Job | Report each line in the data below that contains the word "candle", copying every such line in full.

[Pointing records for named objects]

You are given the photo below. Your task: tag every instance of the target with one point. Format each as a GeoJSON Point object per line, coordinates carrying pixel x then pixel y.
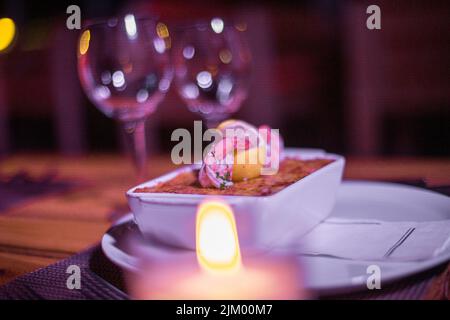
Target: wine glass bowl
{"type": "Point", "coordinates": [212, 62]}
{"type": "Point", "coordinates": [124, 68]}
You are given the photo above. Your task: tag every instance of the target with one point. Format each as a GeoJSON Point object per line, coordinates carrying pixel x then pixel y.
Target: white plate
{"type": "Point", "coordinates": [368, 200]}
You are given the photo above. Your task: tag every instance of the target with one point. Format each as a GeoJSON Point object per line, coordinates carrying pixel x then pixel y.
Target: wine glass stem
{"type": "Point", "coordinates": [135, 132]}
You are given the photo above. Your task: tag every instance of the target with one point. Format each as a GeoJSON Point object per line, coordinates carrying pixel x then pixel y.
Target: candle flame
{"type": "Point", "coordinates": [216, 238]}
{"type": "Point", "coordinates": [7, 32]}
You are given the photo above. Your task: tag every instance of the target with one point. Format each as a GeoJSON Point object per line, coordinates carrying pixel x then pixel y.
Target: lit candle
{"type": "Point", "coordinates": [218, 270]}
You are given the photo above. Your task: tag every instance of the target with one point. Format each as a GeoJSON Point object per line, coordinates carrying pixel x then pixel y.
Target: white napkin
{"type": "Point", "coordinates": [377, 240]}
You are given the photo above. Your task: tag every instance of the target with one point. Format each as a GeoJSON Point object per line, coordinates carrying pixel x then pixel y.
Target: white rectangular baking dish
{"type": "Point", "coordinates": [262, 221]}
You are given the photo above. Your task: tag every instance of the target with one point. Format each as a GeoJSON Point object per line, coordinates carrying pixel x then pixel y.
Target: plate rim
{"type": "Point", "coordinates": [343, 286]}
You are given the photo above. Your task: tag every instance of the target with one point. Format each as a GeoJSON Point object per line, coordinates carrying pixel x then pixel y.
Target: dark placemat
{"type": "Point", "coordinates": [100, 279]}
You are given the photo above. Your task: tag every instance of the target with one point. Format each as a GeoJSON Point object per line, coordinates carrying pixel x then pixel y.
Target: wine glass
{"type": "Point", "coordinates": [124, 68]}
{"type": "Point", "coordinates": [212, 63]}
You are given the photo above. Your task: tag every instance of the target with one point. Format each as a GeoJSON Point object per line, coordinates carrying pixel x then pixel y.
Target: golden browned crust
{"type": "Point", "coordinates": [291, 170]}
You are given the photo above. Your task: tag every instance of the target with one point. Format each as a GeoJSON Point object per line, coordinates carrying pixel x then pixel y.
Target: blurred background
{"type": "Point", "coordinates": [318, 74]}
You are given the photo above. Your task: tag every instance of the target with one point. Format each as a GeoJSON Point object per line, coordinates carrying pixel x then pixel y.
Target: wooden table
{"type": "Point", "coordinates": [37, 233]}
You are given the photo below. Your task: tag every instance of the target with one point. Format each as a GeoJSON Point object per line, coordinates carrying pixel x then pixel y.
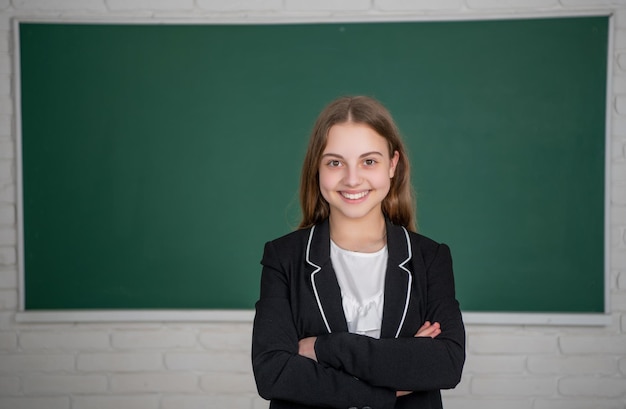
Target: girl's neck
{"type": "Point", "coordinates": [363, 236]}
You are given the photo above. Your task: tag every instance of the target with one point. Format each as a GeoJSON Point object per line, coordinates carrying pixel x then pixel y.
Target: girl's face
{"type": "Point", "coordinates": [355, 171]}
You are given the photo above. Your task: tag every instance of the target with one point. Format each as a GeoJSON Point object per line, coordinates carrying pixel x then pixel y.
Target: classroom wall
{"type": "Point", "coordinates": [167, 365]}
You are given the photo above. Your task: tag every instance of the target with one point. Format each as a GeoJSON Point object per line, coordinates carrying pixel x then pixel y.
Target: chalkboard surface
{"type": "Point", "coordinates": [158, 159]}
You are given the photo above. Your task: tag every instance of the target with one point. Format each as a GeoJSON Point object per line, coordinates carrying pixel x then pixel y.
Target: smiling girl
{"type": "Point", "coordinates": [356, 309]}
* * *
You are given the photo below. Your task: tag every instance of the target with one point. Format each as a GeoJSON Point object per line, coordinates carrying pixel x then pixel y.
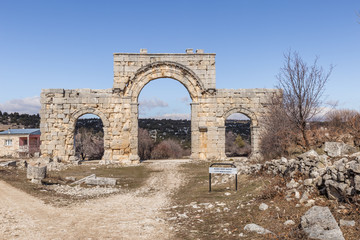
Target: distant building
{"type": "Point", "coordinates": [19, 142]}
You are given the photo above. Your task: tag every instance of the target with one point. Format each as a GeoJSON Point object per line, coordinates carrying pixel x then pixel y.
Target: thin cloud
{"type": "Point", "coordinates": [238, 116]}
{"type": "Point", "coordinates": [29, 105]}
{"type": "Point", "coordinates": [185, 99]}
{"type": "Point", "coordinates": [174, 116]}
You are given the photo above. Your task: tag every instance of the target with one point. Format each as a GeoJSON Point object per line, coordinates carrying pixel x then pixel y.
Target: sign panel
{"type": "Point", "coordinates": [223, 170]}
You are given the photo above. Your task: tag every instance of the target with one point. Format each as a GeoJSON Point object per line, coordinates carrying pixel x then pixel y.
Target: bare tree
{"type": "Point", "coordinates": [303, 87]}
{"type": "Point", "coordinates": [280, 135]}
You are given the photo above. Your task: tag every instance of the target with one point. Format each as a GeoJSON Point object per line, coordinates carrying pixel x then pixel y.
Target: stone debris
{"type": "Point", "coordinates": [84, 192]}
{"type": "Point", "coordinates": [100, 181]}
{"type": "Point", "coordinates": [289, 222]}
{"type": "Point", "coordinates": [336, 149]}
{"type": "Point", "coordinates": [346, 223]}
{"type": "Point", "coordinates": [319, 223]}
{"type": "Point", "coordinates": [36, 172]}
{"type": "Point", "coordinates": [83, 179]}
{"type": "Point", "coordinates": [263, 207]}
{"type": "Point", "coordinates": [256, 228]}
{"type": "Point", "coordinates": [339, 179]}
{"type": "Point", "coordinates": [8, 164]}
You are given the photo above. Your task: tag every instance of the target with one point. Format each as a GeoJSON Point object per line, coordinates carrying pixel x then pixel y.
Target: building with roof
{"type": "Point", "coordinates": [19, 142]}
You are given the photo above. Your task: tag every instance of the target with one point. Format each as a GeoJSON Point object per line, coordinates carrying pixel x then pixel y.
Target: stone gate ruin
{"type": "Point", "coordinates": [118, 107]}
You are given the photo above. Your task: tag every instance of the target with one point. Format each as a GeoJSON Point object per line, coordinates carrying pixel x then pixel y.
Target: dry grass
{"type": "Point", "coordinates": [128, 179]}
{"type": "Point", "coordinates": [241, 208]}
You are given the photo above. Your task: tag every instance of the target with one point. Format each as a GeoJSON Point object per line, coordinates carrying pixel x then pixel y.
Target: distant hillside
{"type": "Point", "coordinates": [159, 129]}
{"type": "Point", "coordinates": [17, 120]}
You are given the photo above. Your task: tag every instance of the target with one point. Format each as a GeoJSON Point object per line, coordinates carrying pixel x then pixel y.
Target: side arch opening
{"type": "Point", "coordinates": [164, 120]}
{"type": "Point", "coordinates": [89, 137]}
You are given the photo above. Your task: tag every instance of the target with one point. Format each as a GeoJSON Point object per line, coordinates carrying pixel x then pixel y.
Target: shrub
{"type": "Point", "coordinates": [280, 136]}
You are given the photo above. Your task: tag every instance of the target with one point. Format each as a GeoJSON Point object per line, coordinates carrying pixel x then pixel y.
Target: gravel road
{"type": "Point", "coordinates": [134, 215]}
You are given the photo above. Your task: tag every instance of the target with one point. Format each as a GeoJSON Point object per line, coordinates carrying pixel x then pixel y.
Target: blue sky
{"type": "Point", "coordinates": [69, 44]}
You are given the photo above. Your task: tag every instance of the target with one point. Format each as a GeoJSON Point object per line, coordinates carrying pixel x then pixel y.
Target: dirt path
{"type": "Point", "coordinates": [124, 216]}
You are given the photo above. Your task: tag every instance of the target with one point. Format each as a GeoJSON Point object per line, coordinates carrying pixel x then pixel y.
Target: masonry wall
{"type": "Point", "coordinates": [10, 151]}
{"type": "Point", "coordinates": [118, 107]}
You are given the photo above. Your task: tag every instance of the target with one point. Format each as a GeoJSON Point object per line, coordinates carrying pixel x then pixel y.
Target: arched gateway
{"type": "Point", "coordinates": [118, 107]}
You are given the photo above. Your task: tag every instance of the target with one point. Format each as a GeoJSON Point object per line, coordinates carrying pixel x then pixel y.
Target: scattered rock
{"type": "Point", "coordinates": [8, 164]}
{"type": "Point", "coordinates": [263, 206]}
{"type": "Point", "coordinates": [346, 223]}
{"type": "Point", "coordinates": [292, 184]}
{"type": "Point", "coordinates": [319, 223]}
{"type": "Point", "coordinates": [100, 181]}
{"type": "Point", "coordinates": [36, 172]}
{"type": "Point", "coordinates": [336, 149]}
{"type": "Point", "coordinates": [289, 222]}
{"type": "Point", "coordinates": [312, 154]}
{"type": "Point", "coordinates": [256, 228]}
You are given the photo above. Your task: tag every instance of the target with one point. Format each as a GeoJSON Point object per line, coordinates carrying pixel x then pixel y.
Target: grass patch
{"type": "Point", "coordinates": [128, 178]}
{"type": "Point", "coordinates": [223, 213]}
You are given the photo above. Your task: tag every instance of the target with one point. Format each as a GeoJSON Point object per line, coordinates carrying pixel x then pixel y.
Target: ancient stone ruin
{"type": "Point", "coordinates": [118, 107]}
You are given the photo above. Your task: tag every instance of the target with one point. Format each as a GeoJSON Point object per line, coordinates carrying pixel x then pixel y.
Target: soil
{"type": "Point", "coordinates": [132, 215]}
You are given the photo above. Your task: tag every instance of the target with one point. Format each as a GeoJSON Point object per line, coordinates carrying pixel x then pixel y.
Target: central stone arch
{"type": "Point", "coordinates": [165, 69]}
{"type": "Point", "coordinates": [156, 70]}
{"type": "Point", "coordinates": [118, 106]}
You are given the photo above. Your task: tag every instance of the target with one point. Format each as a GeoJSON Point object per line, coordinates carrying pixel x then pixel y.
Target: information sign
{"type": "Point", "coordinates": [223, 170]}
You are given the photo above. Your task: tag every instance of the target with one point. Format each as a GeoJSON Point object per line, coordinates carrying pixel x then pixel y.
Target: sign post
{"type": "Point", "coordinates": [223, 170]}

Correct answer |
Target: candle flame
Target: lit candle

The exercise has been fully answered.